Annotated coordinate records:
>> begin
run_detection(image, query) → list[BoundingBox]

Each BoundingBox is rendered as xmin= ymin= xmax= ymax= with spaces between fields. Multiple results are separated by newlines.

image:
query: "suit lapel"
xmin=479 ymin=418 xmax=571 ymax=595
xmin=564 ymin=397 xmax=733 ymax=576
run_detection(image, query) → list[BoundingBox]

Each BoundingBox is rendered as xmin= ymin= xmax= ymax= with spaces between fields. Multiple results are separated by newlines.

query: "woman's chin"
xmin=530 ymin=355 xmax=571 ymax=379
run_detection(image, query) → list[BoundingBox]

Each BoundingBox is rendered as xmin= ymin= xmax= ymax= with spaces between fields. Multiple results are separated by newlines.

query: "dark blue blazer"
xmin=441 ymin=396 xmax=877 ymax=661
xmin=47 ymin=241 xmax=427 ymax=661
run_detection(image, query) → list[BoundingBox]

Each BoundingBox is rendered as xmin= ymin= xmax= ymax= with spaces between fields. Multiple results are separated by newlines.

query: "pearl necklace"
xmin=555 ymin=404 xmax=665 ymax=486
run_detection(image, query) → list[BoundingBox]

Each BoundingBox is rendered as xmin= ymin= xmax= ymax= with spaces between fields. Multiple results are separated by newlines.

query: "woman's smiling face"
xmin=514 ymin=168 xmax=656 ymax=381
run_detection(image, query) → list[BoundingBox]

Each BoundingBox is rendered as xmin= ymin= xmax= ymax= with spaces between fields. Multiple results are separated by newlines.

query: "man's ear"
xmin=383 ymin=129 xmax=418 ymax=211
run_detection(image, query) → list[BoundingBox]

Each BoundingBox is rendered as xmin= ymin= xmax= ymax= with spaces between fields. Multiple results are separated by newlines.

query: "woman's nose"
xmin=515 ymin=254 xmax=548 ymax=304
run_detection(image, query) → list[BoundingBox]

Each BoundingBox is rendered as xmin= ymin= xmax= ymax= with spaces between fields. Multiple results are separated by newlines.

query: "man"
>> end
§ STATED TASK
Write out every one of the rows above once more, keeping each character, space and line break unchanged.

§ TASK SOLUTION
run_detection(image, query) → list[BoundingBox]

Each BoundingBox is rendered as xmin= ymin= xmax= ymax= with spaces between fields. Multiple results are separated by newlines.

image:
query: "suit lapel"
xmin=479 ymin=418 xmax=571 ymax=595
xmin=564 ymin=397 xmax=733 ymax=576
run_detection(image, query) → list[BoundingBox]

Each BoundingBox is rendered as xmin= ymin= xmax= ymax= with spaces between fields. Multiple results are separated by newlines.

query: "woman's chin"
xmin=530 ymin=355 xmax=571 ymax=379
run_detection(image, query) → list[BoundingBox]

Each BoundingBox is rendered as xmin= ymin= xmax= ymax= with spaces between fields. Multiple results are separated by newlines.

query: "dark blue blazer"
xmin=441 ymin=396 xmax=877 ymax=661
xmin=47 ymin=241 xmax=427 ymax=661
run_detection(image, query) → list[BoundingBox]

Each BoundingBox is rendered as xmin= ymin= xmax= ymax= with spaces between fields. Multiple results are separated by newlines.

query: "pearl necklace"
xmin=555 ymin=404 xmax=665 ymax=486
run_detection(image, query) → list[BoundingBox]

Each BoundingBox is rendered as xmin= ymin= xmax= ymax= with spaces between fields. Multiple results are separated by newlines.

query: "woman's smiling face"
xmin=514 ymin=168 xmax=656 ymax=381
run_detection(image, query) → list[BoundingBox]

Each BoundingBox is rendered as xmin= ymin= xmax= ymax= with spaces between fields. Multiple results are separated by newlines.

query: "man's ear"
xmin=383 ymin=129 xmax=418 ymax=211
run_detection(image, query) → list[BoundingBox]

Each BoundingBox is rendered as xmin= ymin= xmax= ymax= with spaces between fields. Multiple results are separated by newlines.

query: "woman's nose"
xmin=515 ymin=254 xmax=548 ymax=304
run_detection(image, query) → list[BoundingBox]

Each BoundingBox is rendered as xmin= ymin= xmax= ymax= with spaces between fields. Multiple results are separated by newlines.

query: "man"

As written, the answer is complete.